Você não me ensinou a te esquecer, você só me ensinou a te querer e te querendo eu vou tentando me encontrar. Já dizia a música sobre um pouco do modo como, por vezes, precisamos lidar com nossas perdas ao longo da vida.
Algumas delas são tão próprias do desenvolvimento humano e de mudanças de ciclos, que o suporte social nesses momentos tende a torná-las relativamente mais fáceis. Perdemos o agradável conforto intrauterino, os dentes da frente, a companhia da família na porta da escola, a virgindade. Outras parecem ser tão avessas a uma versão idealizada do futuro, que não é raro ser bastante desafiador enfrentá-las. Relacionamentos terminam, animais de estimação não resistem, doenças graves progridem, crianças ficam órfãs, casados adentram a viuvez.
E assim, do princípio ao fim, a gente vai tendo que aprender a lidar com a perda não apenas de coisas ou pessoas em si, mas do que elas representam para nós. Sem anestesia, nem manual, a gente vai aprendendo a viver com alguns “apesar de” ou “e se”. A gente vai se ensinando a viver de novo, e de novo e de novo, até que a própria última grande lição seja nem ser possível mais viver.
Essas tentativas de aprendizagem diante das perdas podem ser, metaforicamente, chamadas de luto. Nossos lutos são uma espécie de transição, são como movimentos de adaptação a novas realidades de vida, que geralmente nem podemos escolher. É como ser obrigado a embarcar num trem, tendo deixado algo muito importante na plataforma da estação. Muitos encontram um lugar para sentar e se acomodar; outros tentam assumir o lugar de maquinista. E, às vezes, o trem descarrila.

_ _ _

**Tarefa 1**
Transcreva do texto sobre o luto o trecho que começa em "Essas tentativas de" e termina em "o trem descarrila.".
**Tarefa 2**
No texto sobre o luto, que nome recebem, metaforicamente, as tentativas de aprendizagem diante das perdas?
**Tarefa 3**
Traduza para o inglês esta frase do texto sobre o luto: "É como ser obrigado a embarcar num trem, tendo deixado algo muito importante na plataforma da estação."

**Dados extraídos**
_ _ _

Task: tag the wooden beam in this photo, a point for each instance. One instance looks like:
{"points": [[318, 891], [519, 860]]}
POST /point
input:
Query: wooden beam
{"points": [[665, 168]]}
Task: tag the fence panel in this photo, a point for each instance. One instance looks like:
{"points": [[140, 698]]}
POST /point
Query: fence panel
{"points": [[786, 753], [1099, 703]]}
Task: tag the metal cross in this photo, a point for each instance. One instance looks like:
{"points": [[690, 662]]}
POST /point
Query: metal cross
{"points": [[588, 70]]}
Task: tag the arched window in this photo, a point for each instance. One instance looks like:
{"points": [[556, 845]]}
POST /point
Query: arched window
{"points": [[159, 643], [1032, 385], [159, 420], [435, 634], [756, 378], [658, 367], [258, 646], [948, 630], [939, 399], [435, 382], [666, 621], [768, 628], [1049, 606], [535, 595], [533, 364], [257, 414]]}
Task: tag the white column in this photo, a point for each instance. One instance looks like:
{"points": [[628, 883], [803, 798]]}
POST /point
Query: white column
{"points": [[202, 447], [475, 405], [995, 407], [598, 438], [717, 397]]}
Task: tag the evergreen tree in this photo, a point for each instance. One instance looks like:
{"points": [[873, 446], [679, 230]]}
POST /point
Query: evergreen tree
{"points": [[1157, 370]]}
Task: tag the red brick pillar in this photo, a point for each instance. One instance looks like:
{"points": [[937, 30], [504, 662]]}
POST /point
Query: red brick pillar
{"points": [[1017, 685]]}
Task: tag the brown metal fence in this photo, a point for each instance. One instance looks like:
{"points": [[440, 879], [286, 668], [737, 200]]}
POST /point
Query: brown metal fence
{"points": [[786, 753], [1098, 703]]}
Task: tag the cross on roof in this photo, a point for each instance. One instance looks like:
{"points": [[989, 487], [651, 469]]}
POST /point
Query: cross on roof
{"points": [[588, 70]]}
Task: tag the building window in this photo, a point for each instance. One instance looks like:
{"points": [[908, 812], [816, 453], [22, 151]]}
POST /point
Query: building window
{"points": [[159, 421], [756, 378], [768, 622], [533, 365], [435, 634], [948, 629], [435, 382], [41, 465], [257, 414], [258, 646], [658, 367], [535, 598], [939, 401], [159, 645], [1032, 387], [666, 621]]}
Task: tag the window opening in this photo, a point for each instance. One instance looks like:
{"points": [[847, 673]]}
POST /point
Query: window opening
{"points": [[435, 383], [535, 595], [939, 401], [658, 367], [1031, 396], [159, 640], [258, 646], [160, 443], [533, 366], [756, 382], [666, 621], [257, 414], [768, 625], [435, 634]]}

_ _ _

**Resposta 1**
Essas tentativas de aprendizagem diante das perdas podem ser, metaforicamente, chamadas de luto. Nossos lutos são uma espécie de transição, são como movimentos de adaptação a novas realidades de vida, que geralmente nem podemos escolher. É como ser obrigado a embarcar num trem, tendo deixado algo muito importante na plataforma da estação. Muitos encontram um lugar para sentar e se acomodar; outros tentam assumir o lugar de maquinista. E, às vezes, o trem descarrila.

**Resposta 2**
Elas podem ser chamadas de luto.

**Resposta 3**
It is like being forced to board a train, having left something very important on the station platform.